• WORK TO COMPLETE:
For the copy, please give all of the data again exactly and leave the pictures out.

• INFORMATION PROVIDED:
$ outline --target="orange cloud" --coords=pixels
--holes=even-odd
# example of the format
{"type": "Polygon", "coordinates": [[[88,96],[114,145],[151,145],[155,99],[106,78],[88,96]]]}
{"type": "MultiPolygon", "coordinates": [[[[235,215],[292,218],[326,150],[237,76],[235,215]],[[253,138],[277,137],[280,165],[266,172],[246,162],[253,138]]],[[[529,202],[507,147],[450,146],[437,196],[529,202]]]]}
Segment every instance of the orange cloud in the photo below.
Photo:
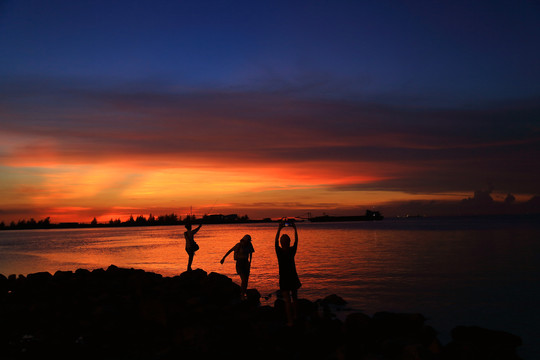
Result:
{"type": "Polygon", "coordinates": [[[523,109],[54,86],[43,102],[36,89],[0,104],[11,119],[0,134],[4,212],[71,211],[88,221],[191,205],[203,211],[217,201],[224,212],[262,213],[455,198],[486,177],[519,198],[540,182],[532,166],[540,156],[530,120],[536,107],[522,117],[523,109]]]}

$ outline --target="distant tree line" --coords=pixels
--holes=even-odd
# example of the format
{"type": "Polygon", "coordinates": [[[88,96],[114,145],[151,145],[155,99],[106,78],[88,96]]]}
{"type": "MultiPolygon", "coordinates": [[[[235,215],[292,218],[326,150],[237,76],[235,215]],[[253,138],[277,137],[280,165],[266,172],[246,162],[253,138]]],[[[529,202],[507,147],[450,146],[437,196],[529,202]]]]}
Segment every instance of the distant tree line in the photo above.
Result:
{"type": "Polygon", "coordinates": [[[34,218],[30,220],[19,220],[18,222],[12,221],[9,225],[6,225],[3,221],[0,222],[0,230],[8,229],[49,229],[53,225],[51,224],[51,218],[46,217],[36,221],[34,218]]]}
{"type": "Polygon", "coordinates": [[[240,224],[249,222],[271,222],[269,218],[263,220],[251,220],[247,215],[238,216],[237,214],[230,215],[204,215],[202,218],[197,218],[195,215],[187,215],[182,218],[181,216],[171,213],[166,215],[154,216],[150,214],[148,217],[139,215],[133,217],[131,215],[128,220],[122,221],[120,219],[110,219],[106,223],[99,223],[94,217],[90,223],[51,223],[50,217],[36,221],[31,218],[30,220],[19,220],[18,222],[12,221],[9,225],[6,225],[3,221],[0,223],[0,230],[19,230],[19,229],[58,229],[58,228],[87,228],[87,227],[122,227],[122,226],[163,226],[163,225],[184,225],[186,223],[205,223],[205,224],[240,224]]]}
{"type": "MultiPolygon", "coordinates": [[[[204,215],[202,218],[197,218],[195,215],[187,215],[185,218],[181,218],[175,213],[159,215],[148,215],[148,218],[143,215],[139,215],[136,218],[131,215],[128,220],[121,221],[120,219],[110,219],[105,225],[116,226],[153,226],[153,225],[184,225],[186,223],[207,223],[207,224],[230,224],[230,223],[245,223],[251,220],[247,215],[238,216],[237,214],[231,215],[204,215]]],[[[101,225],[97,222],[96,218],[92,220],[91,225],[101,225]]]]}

• RESPONSE AREA:
$ outline --target="orange cloud" --coords=pixels
--holes=even-odd
# example of the format
{"type": "Polygon", "coordinates": [[[88,96],[114,145],[151,145],[155,99],[106,78],[88,96]]]}
{"type": "MultiPolygon", "coordinates": [[[[235,215],[292,218],[326,150],[237,76],[235,215]],[[253,138],[277,137],[280,165],[266,172],[246,162],[253,138]]],[[[529,202],[507,147],[450,146],[437,196],[529,202]]]]}
Segment every instance of the orange cloud in the photo below.
Photo:
Result:
{"type": "Polygon", "coordinates": [[[523,109],[54,86],[43,102],[36,89],[0,104],[11,119],[0,134],[4,212],[71,211],[88,221],[191,205],[203,211],[217,201],[224,212],[262,213],[455,198],[486,177],[519,198],[540,182],[532,166],[540,156],[530,120],[536,107],[522,117],[523,109]]]}

$ outline --target="distant tree line" --coords=pixels
--holes=even-odd
# example of the format
{"type": "Polygon", "coordinates": [[[88,96],[114,145],[151,145],[155,99],[106,78],[88,96]]]}
{"type": "MultiPolygon", "coordinates": [[[[235,215],[292,218],[326,150],[237,76],[235,215]],[[253,138],[277,137],[280,165],[266,172],[246,162],[253,138]]],[[[529,202],[507,147],[450,146],[437,196],[529,202]]]]}
Segment every instance of the distant tree line in the photo above.
Result:
{"type": "Polygon", "coordinates": [[[34,218],[30,220],[19,220],[18,222],[12,221],[9,225],[6,225],[3,221],[0,222],[0,230],[8,229],[49,229],[53,225],[51,224],[51,218],[46,217],[36,221],[34,218]]]}
{"type": "Polygon", "coordinates": [[[240,224],[249,222],[271,222],[269,218],[263,220],[251,220],[247,215],[238,216],[237,214],[230,215],[204,215],[202,218],[197,218],[195,215],[187,215],[182,218],[181,216],[171,213],[166,215],[154,216],[150,214],[148,217],[139,215],[133,217],[131,215],[128,220],[122,221],[120,219],[110,219],[106,223],[99,223],[94,217],[90,223],[51,223],[50,217],[36,221],[31,218],[30,220],[19,220],[18,222],[12,221],[9,225],[6,225],[3,221],[0,223],[0,230],[19,230],[19,229],[58,229],[58,228],[87,228],[87,227],[122,227],[122,226],[163,226],[163,225],[184,225],[186,223],[205,223],[205,224],[240,224]]]}
{"type": "MultiPolygon", "coordinates": [[[[204,215],[202,218],[197,218],[195,215],[187,215],[185,218],[181,218],[175,213],[159,215],[148,215],[148,218],[143,215],[139,215],[136,218],[131,215],[128,220],[121,221],[120,219],[110,219],[105,225],[116,226],[153,226],[153,225],[184,225],[186,223],[207,223],[207,224],[230,224],[230,223],[245,223],[251,220],[247,215],[238,216],[237,214],[231,215],[204,215]]],[[[101,225],[97,222],[96,218],[92,220],[91,225],[101,225]]]]}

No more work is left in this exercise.